Rewrite the stretch from "I think my issue" through "it works out." in the forum thread below on standing up heelside, and switch "butt" to "backside".

▸ Quoted text:
-- BEGIN --

# Still can't stand up heelside



## wrathfuldeity

lots of folks in the beginning can't stand up from heel side...I still have trouble...too much lead in my arse.

so a thing is folks tend to have their butt in the air...bending over and then try to stand up....does not work. Instead bring your butt DOWN and close to the board and then push up or spring up using your legs...like doing a squat lift with your back straight

additionally if rolling over to your knees....
first roll back on to your back
secondly lift the board above you in the air
third, twist your hips to roll over and bring the board down...you are rolling over from the hips not your shoulders...the weight of the board (in the air) will help the momentium of rolling over and additionally with the board in the air...it will clear/not hit or get stuck in the snow and prevent the roll-over
Lastly, bring your butt down near the board, straighten up your back and then push up/pop up with your legs...(do not raise your butt in the air and then try to straighten up...like bending over to pick up something from the ground)...you want to be in a crouch position...not bent over.

Imho this stuff should be taught as one of the first things in lessons...but are not


----------



## Varza

Oooohh, good stuff, @wrathfuldeity, I'm going to practice that at the next opportunity. I usually don't get up toeside, but when I do, I do it wrong (butt up, come up straight-legged, yuck!).

For heelside, I:

bring butt up close to the heel edge of my board
tighten my core
with knees bent (obviously), I push up with my arms and stabilize/help using quads

I kind of favor pushing up with my right hand. But you get the idea... I hope?

This is probably a more correct way: <video is gone > Looks like I need some practice here too :grin:


----------



## Fire Rose

Thanks guys.

I think my issue is I'm sticking my butt out as I'm trying to stand up and keeping my weight too far back over the edge. So I guess I will have to give the tips a try. Sometimes its hard to picture what I'm actually doing vs what I think I'm doing vs what I should be doing, so hopefully it works out.

-- END --

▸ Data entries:
-- BEGIN --

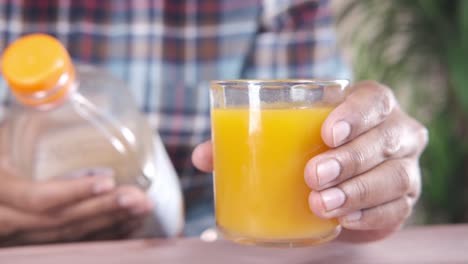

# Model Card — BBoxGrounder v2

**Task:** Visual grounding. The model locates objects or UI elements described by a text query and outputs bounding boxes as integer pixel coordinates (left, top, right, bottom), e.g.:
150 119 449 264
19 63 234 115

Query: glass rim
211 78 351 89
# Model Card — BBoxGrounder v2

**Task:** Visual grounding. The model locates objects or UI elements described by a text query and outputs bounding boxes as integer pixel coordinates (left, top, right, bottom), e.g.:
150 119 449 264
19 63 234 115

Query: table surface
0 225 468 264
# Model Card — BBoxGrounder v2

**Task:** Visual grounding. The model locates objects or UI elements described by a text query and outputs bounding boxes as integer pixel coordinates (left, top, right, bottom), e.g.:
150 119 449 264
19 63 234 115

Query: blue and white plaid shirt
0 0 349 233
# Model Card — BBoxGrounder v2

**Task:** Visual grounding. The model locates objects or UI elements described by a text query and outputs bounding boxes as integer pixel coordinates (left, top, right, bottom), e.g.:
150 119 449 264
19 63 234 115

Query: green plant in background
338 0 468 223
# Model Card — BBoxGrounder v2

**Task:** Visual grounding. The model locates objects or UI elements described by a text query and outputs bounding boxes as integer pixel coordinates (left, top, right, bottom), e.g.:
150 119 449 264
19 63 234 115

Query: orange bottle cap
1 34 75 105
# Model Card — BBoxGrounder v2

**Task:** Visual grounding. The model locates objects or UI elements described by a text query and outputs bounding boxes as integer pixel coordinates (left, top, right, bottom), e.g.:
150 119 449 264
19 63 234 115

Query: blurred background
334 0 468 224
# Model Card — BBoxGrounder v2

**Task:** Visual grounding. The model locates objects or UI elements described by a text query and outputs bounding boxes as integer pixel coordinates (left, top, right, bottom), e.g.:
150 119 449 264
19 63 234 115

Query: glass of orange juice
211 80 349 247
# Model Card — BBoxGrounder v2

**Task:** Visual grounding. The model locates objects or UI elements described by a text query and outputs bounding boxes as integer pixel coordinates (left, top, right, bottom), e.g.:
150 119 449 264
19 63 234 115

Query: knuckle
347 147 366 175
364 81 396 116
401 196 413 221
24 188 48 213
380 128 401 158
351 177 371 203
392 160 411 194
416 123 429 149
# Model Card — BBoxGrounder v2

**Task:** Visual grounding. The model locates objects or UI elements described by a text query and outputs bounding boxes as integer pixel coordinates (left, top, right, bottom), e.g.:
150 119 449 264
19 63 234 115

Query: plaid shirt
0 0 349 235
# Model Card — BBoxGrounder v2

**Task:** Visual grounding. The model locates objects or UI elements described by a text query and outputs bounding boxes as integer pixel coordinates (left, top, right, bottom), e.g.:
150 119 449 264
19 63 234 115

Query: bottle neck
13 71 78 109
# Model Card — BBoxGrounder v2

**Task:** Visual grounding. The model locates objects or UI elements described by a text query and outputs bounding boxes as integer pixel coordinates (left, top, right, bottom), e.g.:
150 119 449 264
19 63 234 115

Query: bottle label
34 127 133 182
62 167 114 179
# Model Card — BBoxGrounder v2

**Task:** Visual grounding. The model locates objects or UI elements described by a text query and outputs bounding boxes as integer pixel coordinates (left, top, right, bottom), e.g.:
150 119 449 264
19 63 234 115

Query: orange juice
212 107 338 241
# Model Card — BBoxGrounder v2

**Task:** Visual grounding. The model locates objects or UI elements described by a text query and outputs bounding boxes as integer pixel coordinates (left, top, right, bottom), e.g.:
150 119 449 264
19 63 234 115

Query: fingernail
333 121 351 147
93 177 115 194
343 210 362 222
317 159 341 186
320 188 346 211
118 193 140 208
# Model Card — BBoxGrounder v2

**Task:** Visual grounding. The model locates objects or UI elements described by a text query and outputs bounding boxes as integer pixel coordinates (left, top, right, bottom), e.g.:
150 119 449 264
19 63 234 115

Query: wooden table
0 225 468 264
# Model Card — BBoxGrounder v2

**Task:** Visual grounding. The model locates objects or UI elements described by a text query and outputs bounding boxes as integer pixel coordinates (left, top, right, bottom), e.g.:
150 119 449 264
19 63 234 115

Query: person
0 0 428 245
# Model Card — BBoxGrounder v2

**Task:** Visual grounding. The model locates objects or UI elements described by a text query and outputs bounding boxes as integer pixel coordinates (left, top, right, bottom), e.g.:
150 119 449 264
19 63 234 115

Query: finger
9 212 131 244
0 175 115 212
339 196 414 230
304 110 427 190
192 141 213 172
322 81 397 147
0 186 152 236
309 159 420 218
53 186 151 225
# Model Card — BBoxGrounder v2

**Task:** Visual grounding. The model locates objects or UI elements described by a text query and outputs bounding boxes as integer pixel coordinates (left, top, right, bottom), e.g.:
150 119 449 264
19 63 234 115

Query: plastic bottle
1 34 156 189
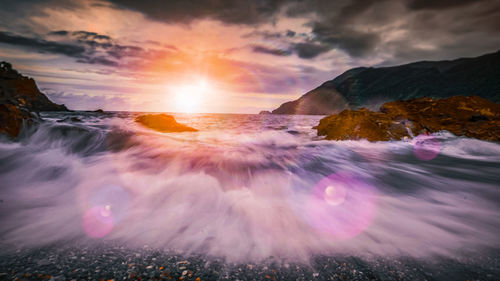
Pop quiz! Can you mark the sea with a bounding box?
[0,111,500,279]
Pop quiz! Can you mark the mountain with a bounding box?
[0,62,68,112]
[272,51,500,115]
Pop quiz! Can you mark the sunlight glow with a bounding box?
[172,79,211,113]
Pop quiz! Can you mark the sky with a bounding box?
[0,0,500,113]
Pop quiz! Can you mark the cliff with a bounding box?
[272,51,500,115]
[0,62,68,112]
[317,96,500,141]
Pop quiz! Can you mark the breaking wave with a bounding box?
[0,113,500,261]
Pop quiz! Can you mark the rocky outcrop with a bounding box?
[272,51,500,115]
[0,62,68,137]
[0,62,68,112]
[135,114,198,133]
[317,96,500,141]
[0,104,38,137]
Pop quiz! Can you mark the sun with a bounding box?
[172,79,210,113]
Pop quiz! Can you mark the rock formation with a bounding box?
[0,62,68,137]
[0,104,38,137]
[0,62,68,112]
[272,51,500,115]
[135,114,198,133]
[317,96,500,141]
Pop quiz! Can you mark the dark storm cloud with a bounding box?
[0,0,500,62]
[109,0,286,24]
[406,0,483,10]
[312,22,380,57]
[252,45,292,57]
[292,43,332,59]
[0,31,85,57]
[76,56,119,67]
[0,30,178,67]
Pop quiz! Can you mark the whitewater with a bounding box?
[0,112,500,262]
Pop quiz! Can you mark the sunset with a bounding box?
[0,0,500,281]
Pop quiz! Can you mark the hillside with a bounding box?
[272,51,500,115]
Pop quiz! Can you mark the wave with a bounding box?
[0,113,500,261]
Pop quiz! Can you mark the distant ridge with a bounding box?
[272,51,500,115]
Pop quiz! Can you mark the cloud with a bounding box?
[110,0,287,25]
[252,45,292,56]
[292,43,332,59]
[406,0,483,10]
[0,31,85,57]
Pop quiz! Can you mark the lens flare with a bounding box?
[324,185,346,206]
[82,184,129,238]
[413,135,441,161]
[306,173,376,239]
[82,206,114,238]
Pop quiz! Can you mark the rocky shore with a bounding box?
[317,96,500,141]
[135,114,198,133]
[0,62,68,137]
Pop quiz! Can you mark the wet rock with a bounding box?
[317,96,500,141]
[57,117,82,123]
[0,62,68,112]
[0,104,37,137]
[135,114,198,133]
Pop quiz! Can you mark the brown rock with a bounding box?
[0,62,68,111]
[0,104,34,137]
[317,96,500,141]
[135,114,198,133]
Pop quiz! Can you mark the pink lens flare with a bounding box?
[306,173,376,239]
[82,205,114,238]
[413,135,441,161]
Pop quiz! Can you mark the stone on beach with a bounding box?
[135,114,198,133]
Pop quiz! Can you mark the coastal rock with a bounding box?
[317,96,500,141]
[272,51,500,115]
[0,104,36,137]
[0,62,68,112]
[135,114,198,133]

-- END --
-- BEGIN --

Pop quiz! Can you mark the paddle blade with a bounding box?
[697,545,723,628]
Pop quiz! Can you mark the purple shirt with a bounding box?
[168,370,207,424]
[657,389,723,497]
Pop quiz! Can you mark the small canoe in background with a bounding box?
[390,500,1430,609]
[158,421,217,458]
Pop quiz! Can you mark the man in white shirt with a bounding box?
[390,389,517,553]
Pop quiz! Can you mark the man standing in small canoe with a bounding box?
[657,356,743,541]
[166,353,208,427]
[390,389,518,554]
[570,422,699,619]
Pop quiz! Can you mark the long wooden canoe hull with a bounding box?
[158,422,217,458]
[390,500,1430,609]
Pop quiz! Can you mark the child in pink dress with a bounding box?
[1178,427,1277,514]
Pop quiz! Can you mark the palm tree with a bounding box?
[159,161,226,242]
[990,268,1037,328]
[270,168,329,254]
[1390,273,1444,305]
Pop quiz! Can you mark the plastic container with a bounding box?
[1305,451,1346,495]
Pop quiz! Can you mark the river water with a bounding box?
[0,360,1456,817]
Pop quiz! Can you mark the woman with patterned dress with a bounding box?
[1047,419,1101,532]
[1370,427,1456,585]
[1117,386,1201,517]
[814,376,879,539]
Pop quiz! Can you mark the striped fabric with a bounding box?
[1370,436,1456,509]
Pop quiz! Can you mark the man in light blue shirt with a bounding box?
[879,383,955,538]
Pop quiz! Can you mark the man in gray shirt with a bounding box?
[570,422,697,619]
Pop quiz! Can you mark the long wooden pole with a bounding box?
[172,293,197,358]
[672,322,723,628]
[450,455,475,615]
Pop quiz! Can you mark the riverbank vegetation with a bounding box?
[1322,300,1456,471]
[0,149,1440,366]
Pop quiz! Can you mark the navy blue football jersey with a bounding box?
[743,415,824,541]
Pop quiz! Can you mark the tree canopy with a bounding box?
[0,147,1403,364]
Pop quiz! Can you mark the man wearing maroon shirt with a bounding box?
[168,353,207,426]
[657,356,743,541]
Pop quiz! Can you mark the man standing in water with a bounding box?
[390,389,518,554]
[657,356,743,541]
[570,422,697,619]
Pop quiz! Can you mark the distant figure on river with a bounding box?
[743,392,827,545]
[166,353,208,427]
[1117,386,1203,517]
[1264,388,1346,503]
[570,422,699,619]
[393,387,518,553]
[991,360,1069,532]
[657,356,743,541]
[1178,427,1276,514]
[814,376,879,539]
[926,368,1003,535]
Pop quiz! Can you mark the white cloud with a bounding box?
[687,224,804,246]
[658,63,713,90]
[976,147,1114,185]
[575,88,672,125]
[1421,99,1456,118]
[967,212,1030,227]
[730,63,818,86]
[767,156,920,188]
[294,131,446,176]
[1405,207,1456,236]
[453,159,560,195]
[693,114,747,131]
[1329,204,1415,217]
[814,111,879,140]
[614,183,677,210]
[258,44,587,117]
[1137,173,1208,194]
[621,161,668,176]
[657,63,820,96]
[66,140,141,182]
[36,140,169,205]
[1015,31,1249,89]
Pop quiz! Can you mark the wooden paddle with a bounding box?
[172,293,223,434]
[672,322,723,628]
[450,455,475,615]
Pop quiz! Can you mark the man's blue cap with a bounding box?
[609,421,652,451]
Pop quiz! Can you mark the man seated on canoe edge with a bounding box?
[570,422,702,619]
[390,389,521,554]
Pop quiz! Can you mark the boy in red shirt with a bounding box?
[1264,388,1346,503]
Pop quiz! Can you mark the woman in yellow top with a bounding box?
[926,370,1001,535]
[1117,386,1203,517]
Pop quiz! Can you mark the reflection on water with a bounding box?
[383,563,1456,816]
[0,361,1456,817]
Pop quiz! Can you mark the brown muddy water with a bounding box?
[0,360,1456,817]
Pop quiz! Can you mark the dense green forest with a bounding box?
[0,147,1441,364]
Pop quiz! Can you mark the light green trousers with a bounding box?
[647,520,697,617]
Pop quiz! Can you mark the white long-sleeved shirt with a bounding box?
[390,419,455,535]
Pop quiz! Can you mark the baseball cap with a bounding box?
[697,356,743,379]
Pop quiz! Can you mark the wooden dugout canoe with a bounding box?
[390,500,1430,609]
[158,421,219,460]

-- END --

▸ Expected answer:
I think my issue is I'm sticking my backside out as I'm trying to stand up and keeping my weight too far back over the edge. So I guess I will have to give the tips a try. Sometimes its hard to picture what I'm actually doing vs what I think I'm doing vs what I should be doing, so hopefully it works out.